▶ REQUIRED WORK: All of the data needs to be repeated exactly.

== MATERIAL FOR THIS EXERCISE ==

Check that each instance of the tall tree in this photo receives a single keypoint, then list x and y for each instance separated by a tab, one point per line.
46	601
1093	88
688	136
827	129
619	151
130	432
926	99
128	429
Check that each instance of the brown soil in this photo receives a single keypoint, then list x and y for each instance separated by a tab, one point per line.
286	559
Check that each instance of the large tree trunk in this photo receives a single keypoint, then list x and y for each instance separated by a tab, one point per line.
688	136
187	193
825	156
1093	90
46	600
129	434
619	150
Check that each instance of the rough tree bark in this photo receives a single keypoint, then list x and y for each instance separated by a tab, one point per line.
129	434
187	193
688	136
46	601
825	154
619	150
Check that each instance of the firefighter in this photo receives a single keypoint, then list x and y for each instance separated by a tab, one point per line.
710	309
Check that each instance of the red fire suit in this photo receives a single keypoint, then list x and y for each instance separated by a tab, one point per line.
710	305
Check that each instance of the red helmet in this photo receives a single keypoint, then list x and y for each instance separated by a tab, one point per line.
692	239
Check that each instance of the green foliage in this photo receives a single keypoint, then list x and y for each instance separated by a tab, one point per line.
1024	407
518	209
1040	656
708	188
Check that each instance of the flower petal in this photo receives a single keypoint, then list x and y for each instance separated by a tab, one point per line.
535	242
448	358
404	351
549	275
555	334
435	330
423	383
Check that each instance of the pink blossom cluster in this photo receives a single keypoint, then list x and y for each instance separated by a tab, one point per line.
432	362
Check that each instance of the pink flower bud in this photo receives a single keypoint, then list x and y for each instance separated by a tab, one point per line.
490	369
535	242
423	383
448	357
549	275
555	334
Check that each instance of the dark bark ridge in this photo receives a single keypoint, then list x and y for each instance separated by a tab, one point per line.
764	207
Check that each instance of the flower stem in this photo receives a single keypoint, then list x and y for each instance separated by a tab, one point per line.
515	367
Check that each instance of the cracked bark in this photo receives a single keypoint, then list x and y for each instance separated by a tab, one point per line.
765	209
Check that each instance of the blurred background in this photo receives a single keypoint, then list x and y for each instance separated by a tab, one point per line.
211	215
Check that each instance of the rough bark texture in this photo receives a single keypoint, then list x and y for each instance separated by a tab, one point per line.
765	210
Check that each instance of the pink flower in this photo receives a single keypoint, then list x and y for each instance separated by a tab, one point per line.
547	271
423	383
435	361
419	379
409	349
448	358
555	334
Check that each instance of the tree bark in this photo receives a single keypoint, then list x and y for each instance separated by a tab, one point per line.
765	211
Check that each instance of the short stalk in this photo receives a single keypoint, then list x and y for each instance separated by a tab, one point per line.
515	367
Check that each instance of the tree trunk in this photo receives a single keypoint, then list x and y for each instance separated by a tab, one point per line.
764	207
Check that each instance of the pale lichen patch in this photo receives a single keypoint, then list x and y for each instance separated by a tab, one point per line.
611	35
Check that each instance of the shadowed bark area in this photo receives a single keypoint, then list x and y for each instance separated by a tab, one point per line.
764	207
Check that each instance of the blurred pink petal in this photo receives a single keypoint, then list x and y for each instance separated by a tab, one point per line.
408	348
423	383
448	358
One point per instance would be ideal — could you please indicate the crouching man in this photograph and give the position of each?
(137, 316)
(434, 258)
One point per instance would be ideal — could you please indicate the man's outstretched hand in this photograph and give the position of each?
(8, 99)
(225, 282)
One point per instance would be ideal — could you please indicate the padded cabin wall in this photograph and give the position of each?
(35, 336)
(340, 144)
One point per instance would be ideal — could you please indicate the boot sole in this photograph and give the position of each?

===

▶ RESPONSE AREA:
Check that each instance of the tall tree in this photo receives a single keypoint, then list x and y for each instance separated by a tab, one point per line.
46	601
1093	88
688	136
827	129
619	151
130	432
926	99
128	429
Check that each instance of the brown soil in this photo receives a single keypoint, then list x and y for each instance separated by a tab, one point per line.
286	559
Check that each instance of the large tree trunk in this photo receives a single keypoint, then list x and y for each instance separated by a tab, one point per line.
688	136
187	193
825	156
1093	90
46	600
129	434
619	150
Check that each instance of the rough tree bark in this photo receives a single keypoint, then list x and y for each instance separated by a tab, one point per line.
129	434
187	193
688	136
46	601
825	154
619	150
Check that each instance of the firefighter in this photo receives a single keypoint, then list x and y for each instance separated by a tab, one point per line.
710	309
Check that each instance of the red fire suit in this photo receives a single keypoint, then list x and y for each instance separated by a tab, one point per line.
710	305
Check that each instance of the red helmet in this photo receives a single keypoint, then list x and y for each instance separated by a tab, one point per line.
692	239
Check that each instance of the green foliage in this photo receives a single keypoint, then list x and y for each instance separated by a tab, one point per line.
1024	407
518	209
1040	656
708	188
Check that each instance of the flower petal in this photo receives a single keypoint, then list x and y for each instance separated by a tab, one point per line.
535	242
448	358
404	351
549	275
555	334
435	330
423	383
Check that each instance of the pink blossom cluster in this photo receives a single keypoint, then list x and y for each instance separated by a tab, one point per line.
432	362
Check that each instance of the pink flower bud in this photo receives a single keypoint, then list x and y for each instance separated by a tab, one point per line.
490	369
535	242
423	383
448	357
549	275
555	334
Check that each instance of the dark bark ridge in this photo receives a single keypoint, then list x and y for each instance separated by a tab, one point per line.
764	207
Check that each instance of the flower stem in this photo receives a single keypoint, then list x and y for each instance separated by a tab, one point per line.
515	367
Check that each instance of the cracked bark in this photo receives a single keypoint, then list x and y for each instance separated by a tab, one point per line.
765	209
Check that each instance of the blurred background in this photo receives a single keypoint, then list x and y for each instance separated by a tab, one point per line.
211	215
Check that each instance of the rough bark texture in this photo receives a single keypoint, then list x and y for each instance separated by a tab, one point per line.
765	210
Check that each instance of the pink flower in this photo receives a single keypoint, then list x and y for each instance separated by a tab, one point per line.
547	271
423	383
435	361
419	379
409	349
448	358
555	334
Check that each instance of the tree bark in this photo receives a single keypoint, then list x and y for each instance separated by a tab, one point per line.
765	211
Check that each instance of the short stalk in this photo receives a single keypoint, then list x and y for each instance separated by a tab, one point per line.
515	367
Check that each instance of the tree trunk in this photo receives a single keypoint, then list x and y for each instance separated by a tab, one point per line.
764	207
Check that each instance of the pale lichen patch in this photo receives a single keypoint, then list x and y for each instance separated by a tab, one point per line.
611	35
Check that each instance of the shadowed bark area in this photo receives a single keypoint, then list x and y for each instance separated by a tab, one point per line.
764	207
Check that each instance of the blurred pink petal in this photo receives a single keypoint, then list x and y for each instance separated by a tab, one point per line.
408	348
423	383
448	358
One point per instance would be ideal — could you please indicate the crouching man in this photograph and give the position of each?
(137, 316)
(434, 258)
One point per instance would be ideal — could you please indicate the man's outstretched hand in this photograph and give the position of each?
(8, 99)
(225, 282)
One point per instance would be ideal — could you please indicate the padded cabin wall in this photograph and give the position of each?
(35, 336)
(340, 144)
One point per instance would be ideal — could you please indicate the boot sole in this photograph and give the position of each?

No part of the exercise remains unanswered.